─── INFORMATION PROVIDED ───

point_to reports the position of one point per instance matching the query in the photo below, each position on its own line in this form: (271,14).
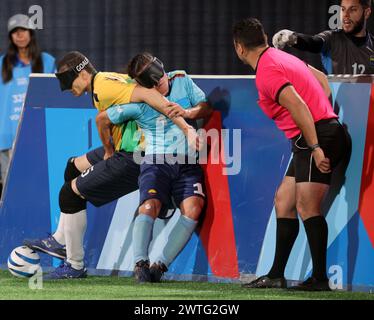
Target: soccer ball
(23,262)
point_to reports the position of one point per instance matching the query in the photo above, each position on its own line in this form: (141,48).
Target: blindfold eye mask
(151,76)
(67,78)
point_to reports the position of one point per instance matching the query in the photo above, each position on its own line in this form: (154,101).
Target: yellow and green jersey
(108,89)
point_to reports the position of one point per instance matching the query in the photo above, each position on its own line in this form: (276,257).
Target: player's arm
(112,116)
(299,41)
(202,110)
(322,79)
(300,113)
(157,101)
(154,99)
(104,127)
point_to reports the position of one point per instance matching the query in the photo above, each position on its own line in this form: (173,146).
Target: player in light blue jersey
(160,180)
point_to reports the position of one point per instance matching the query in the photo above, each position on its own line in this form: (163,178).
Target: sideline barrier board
(237,236)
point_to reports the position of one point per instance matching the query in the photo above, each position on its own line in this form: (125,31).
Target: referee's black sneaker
(157,270)
(312,284)
(265,282)
(141,271)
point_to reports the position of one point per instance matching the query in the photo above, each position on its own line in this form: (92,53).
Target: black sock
(287,231)
(317,232)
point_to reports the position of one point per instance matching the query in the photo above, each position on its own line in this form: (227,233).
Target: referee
(293,97)
(349,50)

───

WHAT THE TASK REQUIRES:
Transcribe the listing above in full. Pictures are not part of the copy.

TASK ANSWER:
point_to reports the position of one point per instance matching the query in the photo below, each position on its own line in this form: (271,14).
Target: soccer ball
(23,262)
point_to reports the position of one point per instance matching the query in the photo above, each position on its own line in this form: (141,48).
Target: blindfold eye mask
(151,76)
(67,78)
point_to reports the position of one point per instance matching the query in the photo above, each position on its own line in this form: (154,101).
Target: yellow and green jersey
(108,89)
point_to reports the position of one point per instance matching the query in the photo above, each position on its own line in this form: (276,257).
Target: player's arm
(112,116)
(299,41)
(202,110)
(322,79)
(300,113)
(157,101)
(154,99)
(104,127)
point_to reports the position of one point per instance matching the query in the photo above, each position on its own line in this form: (173,146).
Target: player in light blue jersey
(160,180)
point_to reports the position of one point per instance matching the query in the photo above, each position on its own line in this form: (163,178).
Target: sideline barrier board
(237,236)
point_to reports the position of one point per instance matching the query in the photo above, each position on its own line in this form: (125,31).
Target: referee's black sneaker
(157,270)
(312,284)
(265,282)
(141,271)
point_to reports the position of one point per instance matching the query in the photo above, each position on its own line in this form: (92,53).
Target: black sock
(287,231)
(317,232)
point_to reports the position of one point per instance matching the query in the photo above, each position on its own line in this form: (227,233).
Target: referee
(293,97)
(349,50)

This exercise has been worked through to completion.